Detection examples

--- Start ---

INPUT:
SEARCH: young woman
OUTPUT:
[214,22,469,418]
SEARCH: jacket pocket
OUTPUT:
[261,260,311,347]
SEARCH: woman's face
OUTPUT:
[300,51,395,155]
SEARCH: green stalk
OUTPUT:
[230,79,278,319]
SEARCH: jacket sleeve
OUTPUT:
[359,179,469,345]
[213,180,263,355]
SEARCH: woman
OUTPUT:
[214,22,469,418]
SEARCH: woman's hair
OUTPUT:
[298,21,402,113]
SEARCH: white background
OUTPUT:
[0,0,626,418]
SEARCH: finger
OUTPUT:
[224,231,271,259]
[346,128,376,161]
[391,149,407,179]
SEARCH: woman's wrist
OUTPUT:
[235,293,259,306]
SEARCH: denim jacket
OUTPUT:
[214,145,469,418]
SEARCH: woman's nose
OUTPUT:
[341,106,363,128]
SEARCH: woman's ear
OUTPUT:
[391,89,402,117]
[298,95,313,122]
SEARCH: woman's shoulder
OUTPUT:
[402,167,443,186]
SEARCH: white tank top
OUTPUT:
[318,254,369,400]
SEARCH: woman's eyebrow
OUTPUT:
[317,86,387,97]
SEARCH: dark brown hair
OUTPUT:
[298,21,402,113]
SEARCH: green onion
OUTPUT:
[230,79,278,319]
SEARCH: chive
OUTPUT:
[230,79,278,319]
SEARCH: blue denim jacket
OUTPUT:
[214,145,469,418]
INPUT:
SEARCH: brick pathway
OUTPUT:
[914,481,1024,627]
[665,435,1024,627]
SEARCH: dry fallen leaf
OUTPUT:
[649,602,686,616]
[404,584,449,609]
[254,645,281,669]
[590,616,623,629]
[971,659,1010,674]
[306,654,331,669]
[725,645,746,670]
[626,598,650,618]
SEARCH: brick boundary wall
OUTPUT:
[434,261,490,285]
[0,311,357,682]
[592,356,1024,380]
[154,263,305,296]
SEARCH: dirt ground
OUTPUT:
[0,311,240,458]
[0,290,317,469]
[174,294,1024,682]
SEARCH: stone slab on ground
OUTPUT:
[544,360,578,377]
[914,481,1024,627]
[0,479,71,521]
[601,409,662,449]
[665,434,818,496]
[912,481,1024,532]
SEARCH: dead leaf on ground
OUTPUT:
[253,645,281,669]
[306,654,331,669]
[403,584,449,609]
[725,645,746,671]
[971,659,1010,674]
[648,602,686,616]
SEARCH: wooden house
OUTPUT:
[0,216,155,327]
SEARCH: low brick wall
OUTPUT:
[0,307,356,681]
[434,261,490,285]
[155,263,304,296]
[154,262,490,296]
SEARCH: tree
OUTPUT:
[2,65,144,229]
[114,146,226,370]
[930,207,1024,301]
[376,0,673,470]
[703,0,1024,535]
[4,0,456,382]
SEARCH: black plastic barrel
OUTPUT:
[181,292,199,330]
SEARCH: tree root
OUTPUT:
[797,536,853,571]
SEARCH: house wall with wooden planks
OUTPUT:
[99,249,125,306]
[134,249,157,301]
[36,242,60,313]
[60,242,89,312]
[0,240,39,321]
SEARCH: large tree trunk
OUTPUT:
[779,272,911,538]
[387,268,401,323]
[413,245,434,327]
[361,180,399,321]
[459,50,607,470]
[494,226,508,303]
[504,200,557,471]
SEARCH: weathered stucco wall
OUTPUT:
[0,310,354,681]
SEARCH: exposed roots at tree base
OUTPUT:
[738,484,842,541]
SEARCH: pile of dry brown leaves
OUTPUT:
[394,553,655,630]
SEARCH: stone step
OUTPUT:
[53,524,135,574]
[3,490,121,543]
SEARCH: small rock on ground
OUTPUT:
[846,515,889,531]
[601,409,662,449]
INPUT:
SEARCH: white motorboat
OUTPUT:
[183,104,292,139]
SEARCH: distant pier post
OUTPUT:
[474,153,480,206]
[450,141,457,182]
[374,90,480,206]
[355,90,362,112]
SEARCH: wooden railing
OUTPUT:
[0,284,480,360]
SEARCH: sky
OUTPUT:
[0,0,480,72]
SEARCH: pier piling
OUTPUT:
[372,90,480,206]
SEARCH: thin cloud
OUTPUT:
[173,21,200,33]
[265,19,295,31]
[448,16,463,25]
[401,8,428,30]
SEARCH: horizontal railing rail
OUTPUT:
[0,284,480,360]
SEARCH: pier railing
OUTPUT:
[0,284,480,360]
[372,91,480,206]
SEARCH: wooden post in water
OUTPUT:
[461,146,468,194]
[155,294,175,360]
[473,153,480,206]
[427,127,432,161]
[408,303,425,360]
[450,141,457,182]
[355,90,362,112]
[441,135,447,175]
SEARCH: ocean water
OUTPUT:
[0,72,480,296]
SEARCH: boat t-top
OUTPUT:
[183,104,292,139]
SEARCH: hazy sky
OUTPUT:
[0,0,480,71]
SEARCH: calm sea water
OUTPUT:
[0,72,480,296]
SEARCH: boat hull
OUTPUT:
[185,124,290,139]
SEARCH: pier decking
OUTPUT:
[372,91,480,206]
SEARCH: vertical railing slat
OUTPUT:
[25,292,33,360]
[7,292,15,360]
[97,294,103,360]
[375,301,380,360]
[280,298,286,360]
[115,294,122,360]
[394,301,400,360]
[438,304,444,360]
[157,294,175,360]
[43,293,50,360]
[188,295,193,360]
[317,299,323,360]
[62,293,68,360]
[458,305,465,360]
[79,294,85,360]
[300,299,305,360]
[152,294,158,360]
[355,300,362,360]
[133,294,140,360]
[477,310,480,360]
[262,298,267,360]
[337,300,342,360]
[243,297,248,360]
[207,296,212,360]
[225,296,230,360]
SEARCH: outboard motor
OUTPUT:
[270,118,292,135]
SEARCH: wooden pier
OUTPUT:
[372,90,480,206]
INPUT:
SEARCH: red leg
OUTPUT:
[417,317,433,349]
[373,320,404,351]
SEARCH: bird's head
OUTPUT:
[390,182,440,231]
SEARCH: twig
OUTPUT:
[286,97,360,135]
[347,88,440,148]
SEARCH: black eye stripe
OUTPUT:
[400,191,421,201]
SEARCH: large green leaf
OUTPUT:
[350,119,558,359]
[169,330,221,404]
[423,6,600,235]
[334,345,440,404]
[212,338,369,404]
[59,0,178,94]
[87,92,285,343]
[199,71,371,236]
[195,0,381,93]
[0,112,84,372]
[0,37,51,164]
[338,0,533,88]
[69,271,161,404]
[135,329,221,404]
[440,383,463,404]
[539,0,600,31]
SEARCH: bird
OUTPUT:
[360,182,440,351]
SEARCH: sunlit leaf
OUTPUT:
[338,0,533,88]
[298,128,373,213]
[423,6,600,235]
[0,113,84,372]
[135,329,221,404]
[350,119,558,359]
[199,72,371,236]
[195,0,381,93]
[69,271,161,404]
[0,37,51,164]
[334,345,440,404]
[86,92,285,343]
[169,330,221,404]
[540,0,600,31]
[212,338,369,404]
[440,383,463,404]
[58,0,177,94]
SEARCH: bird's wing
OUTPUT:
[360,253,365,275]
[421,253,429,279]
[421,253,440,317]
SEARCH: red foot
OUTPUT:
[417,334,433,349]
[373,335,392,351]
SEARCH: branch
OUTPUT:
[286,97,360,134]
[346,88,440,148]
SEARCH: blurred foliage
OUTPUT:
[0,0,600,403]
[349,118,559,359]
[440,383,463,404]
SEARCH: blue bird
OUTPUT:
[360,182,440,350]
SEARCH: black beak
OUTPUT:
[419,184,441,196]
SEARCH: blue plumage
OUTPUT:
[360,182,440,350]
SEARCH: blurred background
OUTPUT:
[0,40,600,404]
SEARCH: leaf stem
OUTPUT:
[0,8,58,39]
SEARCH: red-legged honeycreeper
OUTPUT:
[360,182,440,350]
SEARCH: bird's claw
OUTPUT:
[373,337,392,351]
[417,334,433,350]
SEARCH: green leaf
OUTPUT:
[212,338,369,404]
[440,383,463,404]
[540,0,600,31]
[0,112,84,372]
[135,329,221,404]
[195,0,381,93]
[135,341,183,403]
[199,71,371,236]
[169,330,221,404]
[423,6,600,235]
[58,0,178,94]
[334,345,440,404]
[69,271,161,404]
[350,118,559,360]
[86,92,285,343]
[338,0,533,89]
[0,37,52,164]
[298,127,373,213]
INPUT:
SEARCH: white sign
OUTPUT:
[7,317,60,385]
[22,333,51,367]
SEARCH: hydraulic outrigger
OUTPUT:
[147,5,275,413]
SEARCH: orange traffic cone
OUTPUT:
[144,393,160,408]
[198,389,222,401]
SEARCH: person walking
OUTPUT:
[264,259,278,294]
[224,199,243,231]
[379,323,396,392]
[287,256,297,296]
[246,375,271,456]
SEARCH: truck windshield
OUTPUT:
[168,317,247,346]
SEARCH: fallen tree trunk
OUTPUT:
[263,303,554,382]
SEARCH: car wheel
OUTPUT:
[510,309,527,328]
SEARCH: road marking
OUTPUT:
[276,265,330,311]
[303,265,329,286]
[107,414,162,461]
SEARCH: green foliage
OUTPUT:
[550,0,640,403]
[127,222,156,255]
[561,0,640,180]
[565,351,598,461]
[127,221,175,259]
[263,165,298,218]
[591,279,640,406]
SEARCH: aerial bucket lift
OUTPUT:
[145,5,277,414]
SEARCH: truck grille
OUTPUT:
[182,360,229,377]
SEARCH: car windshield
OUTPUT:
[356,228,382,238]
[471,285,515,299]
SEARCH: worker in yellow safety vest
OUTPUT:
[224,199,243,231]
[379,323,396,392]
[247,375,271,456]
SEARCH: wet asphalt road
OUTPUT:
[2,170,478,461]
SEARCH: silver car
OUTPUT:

--- End ---

YOUR INSTRUCTIONS:
Copy everything from the line containing "SEARCH: green stalk" down to the line containing "[4,0,456,382]", swapping "brick" for "concrete" and keeping the rest unchanged.

WRITTEN SOLUTION:
SEARCH: green stalk
OUTPUT:
[230,79,278,319]
SEARCH: jacket sleeve
OUTPUT:
[359,179,469,345]
[213,180,263,355]
SEARCH: woman
OUTPUT:
[214,22,469,418]
SEARCH: woman's hair
OUTPUT:
[298,21,402,113]
SEARCH: white background
OUTPUT:
[0,0,626,418]
SEARCH: finger
OUTPUT:
[224,231,271,259]
[346,128,376,161]
[391,149,407,179]
SEARCH: woman's wrist
OUTPUT:
[235,293,259,306]
SEARCH: denim jacket
OUTPUT:
[214,145,469,418]
SEARCH: woman's nose
OUTPUT:
[341,106,363,128]
SEARCH: woman's ear
OUTPUT:
[391,89,402,117]
[298,95,313,122]
SEARCH: woman's shoulder
OUTPUT:
[402,167,443,186]
SEARCH: white tank top
OUTPUT:
[318,254,369,400]
SEARCH: woman's eyebrow
OUTPUT:
[317,86,387,97]
SEARCH: dark brown hair
OUTPUT:
[298,21,402,113]
SEARCH: green onion
OUTPUT:
[230,79,278,319]
SEARCH: chive
OUTPUT:
[230,79,278,319]
SEARCH: blue denim jacket
OUTPUT:
[214,145,469,418]
INPUT:
SEARCH: concrete pathway
OUTPUT:
[914,481,1024,627]
[665,435,1024,627]
SEARCH: dry fallen leaf
OUTPUT:
[649,602,686,616]
[404,584,449,609]
[254,645,281,669]
[590,616,623,629]
[971,659,1010,674]
[306,654,331,669]
[725,645,746,670]
[626,598,650,618]
SEARCH: concrete boundary wall
OUTPUT:
[434,261,490,285]
[0,311,357,682]
[592,356,1024,380]
[154,263,305,296]
SEARCH: dirt ground
OUTPUT:
[0,311,240,458]
[0,290,317,469]
[174,294,1024,682]
SEARCH: stone slab on ground
OUTPUT:
[544,360,578,377]
[914,481,1024,627]
[0,479,71,521]
[601,409,662,449]
[665,434,818,496]
[912,481,1024,532]
SEARCH: dead leaf on ground
OUTPUT:
[253,645,281,669]
[306,654,331,669]
[403,584,449,609]
[725,645,746,671]
[971,659,1010,674]
[648,602,686,616]
SEARCH: wooden house
OUTPUT:
[0,216,155,327]
SEARCH: low concrete wall
OUTPUT:
[0,307,356,681]
[434,261,490,285]
[155,263,304,296]
[154,262,490,296]
SEARCH: tree
OUTPUT:
[2,65,144,229]
[114,146,226,370]
[930,207,1024,301]
[376,0,673,470]
[703,0,1024,535]
[4,0,456,382]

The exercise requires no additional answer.